The entries below are to be returned exactly. Include all of them.
=== EXTRACTED MATERIAL ===
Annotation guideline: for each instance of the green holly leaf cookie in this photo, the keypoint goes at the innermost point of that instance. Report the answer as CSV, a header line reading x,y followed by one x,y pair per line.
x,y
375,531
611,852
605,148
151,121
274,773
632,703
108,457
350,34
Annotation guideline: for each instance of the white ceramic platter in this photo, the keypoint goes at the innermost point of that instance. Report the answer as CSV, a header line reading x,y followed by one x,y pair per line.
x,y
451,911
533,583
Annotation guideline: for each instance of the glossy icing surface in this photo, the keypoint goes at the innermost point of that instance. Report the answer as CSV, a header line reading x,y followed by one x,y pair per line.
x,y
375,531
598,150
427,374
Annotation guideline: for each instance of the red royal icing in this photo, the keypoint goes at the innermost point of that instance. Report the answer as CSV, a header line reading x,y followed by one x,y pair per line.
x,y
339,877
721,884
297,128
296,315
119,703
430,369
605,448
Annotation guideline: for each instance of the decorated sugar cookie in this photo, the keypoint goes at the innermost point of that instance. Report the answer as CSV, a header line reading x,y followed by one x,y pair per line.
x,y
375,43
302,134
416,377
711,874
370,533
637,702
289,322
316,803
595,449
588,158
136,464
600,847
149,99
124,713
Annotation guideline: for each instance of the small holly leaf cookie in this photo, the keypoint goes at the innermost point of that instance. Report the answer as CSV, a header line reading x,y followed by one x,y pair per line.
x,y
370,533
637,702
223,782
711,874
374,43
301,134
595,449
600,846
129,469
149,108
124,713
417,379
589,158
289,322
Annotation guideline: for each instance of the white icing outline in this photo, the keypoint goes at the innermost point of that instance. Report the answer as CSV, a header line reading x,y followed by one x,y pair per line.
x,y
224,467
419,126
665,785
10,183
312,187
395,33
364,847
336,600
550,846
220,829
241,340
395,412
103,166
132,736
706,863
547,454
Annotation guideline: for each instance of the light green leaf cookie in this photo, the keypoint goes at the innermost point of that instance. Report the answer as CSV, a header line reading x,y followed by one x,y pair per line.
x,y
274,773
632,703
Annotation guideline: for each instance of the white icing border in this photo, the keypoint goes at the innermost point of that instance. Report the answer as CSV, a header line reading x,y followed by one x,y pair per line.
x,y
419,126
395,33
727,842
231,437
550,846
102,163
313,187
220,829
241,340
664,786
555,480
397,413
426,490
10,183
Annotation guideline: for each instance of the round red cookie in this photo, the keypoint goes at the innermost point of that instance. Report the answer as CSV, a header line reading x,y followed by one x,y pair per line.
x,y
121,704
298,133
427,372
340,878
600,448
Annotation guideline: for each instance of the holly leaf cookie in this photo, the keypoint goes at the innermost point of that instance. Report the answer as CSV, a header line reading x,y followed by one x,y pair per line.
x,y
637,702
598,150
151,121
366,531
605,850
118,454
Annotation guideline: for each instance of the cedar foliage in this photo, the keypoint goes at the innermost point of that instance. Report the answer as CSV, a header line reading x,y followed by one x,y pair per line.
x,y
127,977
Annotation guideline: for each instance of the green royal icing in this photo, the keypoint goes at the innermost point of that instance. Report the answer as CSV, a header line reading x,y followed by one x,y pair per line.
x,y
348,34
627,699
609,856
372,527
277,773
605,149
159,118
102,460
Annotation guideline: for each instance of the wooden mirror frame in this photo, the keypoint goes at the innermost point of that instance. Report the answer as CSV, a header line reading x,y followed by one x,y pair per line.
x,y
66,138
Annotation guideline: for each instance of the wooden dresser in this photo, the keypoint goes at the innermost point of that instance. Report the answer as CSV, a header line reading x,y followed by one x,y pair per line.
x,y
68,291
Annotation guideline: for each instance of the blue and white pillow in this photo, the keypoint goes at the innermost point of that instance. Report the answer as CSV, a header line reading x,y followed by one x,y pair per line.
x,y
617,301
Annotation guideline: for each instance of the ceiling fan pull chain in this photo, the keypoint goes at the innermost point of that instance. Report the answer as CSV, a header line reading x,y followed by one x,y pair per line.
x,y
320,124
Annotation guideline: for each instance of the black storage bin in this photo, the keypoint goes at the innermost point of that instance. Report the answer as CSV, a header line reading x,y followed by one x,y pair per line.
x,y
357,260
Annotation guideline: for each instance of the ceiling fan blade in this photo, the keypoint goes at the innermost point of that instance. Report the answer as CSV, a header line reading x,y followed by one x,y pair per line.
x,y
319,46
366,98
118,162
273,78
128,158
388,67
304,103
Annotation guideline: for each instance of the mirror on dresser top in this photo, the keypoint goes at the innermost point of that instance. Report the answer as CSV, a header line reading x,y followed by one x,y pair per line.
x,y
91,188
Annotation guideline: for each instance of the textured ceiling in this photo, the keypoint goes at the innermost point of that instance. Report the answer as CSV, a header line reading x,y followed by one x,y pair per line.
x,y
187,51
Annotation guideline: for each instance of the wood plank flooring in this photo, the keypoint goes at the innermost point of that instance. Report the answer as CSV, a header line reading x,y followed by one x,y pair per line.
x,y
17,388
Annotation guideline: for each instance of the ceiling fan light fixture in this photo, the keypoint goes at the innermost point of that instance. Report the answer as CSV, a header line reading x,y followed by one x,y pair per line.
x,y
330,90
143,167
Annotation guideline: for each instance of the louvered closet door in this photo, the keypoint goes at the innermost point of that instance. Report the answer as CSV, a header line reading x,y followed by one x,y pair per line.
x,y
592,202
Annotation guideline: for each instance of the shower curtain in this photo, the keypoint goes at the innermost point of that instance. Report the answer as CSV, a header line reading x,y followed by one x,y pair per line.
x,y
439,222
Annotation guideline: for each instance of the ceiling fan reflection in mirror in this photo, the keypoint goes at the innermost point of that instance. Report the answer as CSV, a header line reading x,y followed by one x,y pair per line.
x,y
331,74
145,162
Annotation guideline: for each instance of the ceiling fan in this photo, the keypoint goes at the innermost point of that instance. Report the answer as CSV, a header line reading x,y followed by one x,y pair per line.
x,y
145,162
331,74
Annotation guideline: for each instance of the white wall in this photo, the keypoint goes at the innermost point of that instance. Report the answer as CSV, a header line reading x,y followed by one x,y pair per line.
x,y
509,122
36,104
===
ANSWER SECTION:
Annotation guideline: for each instance of the green holly leaf cookie in this photo, the keypoint goes at the innermost point of that instance. Report the answer as CSV, a header line reading x,y followed by one x,y pair per line.
x,y
375,531
611,852
605,148
151,121
274,773
632,703
108,457
350,34
Annotation guideline: for each instance of the white ceramic platter in this photo, the keypoint goes at the innermost point of that instance. Report the answer as CSV, a header line reading x,y followed by one x,y pair per line.
x,y
451,911
533,583
Annotation guideline: for each instance of the glossy icing surface in this photo, the keypoint goes at the innermost point of that instance. Report the answer as CSV, a header line reading x,y followed by one x,y pair per line.
x,y
375,531
598,150
427,374
Annotation guideline: for each instance of the red royal icing in this photo, the keypoint goes at the innermost point of that instance. Report the answer as CSV, a header line reading x,y followed by one x,y pair per line.
x,y
339,877
721,884
297,128
296,315
119,703
430,369
605,448
Annotation guideline: for each instance of the decorated sugar cookie in this photo, the keypoint goes at the innermost point of that instance. Report the answer as CSV, a header line reading x,y followed by one x,y pair per line.
x,y
375,43
302,134
416,377
711,874
370,533
637,702
289,322
316,803
595,449
588,158
136,464
600,847
149,99
124,713
Annotation guideline: for each instance of the small holly leaf cookie in this photo, the keypoint goes at the innermost point of that instance. Report the answer as CSV, a header line reading x,y followed by one x,y pair per line.
x,y
370,533
637,702
223,782
711,874
374,43
301,134
595,449
600,846
129,469
149,108
124,713
417,379
589,158
289,322
Annotation guideline: for each instance of the white icing outline in this photo, the keypoint goes at the innermost point of that instance. Report the answer as CSV, a header line reading x,y followed by one x,y pair per line.
x,y
224,467
419,126
665,785
10,183
312,187
395,33
364,847
336,600
550,846
220,829
241,340
395,412
103,166
132,736
706,863
547,454
Annotation guideline: for each instance of the light green leaf cookie in this photo, the keypoint goes at the innermost point of that instance. Report the answer as CSV, a header line reading x,y followed by one x,y pair per line.
x,y
274,773
632,703
Annotation guideline: for each instance of the white icing border in this photo, the keypoint goes at the innermost point of that instance. Report the answer as CSV, a header line reading x,y followed by one x,y pair per line.
x,y
419,126
395,33
727,842
231,437
550,846
102,163
313,187
220,829
241,340
664,786
555,480
397,413
426,490
10,183
Annotation guideline: for each instance of the round red cookie in this photo, the keypoint goes at the innermost point of that instance. Report the answer as CSV, a header line reading x,y followed by one x,y pair per line.
x,y
121,704
298,133
427,372
340,878
600,448
Annotation guideline: for each instance of the holly leaf cookie in this photo, the keypoint goes at the innermost point of that instance. Report the answer as CSV, a header line reading x,y followed by one x,y pair per line.
x,y
637,702
598,150
151,121
366,531
605,850
118,454
Annotation guideline: for each instance of the cedar foliage in this photo, the keypoint goes at the innermost point of that instance. Report the answer as CSV, a header line reading x,y followed by one x,y pair per line.
x,y
127,977
Annotation guideline: for each instance of the green royal icing in this photo, the keypoint goes at the innermost point of that instance. Report the answer as CSV, a header line reading x,y followed by one x,y pair per line.
x,y
348,34
627,699
609,856
372,527
277,773
605,149
159,118
102,460
Annotation guideline: for each instance of the wooden mirror frame in this photo, the keypoint goes at the innermost point of that instance. Report the answer as CSV, a header line reading x,y followed by one x,y pair per line.
x,y
66,138
Annotation guideline: for each instance of the wooden dresser in this photo, the keypoint goes at the innermost point of that instance. Report the answer as CSV, a header line reading x,y followed by one x,y pair per line.
x,y
68,291
Annotation guideline: for each instance of the blue and white pillow in this photo, the keypoint goes at the innermost point of that instance. Report the answer as CSV, a header line reading x,y followed by one x,y pair per line.
x,y
617,301
Annotation guideline: for each instance of the ceiling fan pull chain in this photo, the keypoint goes at the innermost point of that instance. Report the answer as CSV, a header line reading x,y followed by one x,y pair per line.
x,y
320,124
Annotation guideline: for each instance of the black storage bin in this photo, the keypoint goes at the innermost point of that instance. Report the answer as CSV, a header line reading x,y followed by one x,y pair per line.
x,y
357,260
Annotation guideline: for each instance of the ceiling fan blade in this photo, the keypoint goes at the innermost point of that instance. Report the answer as CSV, a header line reading x,y followed by one x,y pair per line.
x,y
319,46
366,98
118,162
273,78
128,158
388,67
304,103
Annotation guideline: for each instance of the mirror on dresser top in this photo, the keypoint goes at the innermost point of that instance. Report the answer as CSV, a header line reading x,y followed by one x,y pair per line.
x,y
91,188
Annotation guideline: for each instance of the textured ceiling in this photo, the keypoint goes at the innermost point of that instance. Report the answer as CSV, a header line reading x,y followed by one x,y pair per line.
x,y
187,51
Annotation guideline: for each instance of the wood plank flooring in this photo, the keypoint goes at the innermost point of that instance. Report the answer as CSV, a header line reading x,y followed by one x,y pair per line.
x,y
17,388
Annotation guideline: for each instance of the ceiling fan light fixture in this photo, the keypoint goes at the innermost point of that instance. Report the answer as CSV, a header line reading x,y followed by one x,y pair per line.
x,y
330,90
143,167
Annotation guideline: for each instance of the louvered closet door in this photo, the keypoint goes at the innermost point of that instance. Report the answer as CSV, a header line reading x,y followed by one x,y pair per line.
x,y
592,202
Annotation guideline: for each instance of the shower curtain in this photo, the keypoint goes at the innermost point of that instance. Report the answer as CSV, a header line reading x,y followed by one x,y pair per line.
x,y
439,222
Annotation guideline: for each instance of the ceiling fan reflection in mirror in this photo, the keypoint goes at the innermost point of that instance. Report the answer as CSV, a header line reading x,y followed by one x,y pair per line.
x,y
331,74
145,162
Annotation guideline: for each instance of the ceiling fan in this photo, the keypoint goes at the innermost point of that instance. Report the answer as CSV, a header line reading x,y followed by one x,y pair per line.
x,y
145,162
331,74
Annotation guideline: for each instance of the white wall in this photo, the keypoint goes at the innermost point of that instance. Report the answer as CSV, a header line reading x,y followed by one x,y pair per line.
x,y
509,122
36,104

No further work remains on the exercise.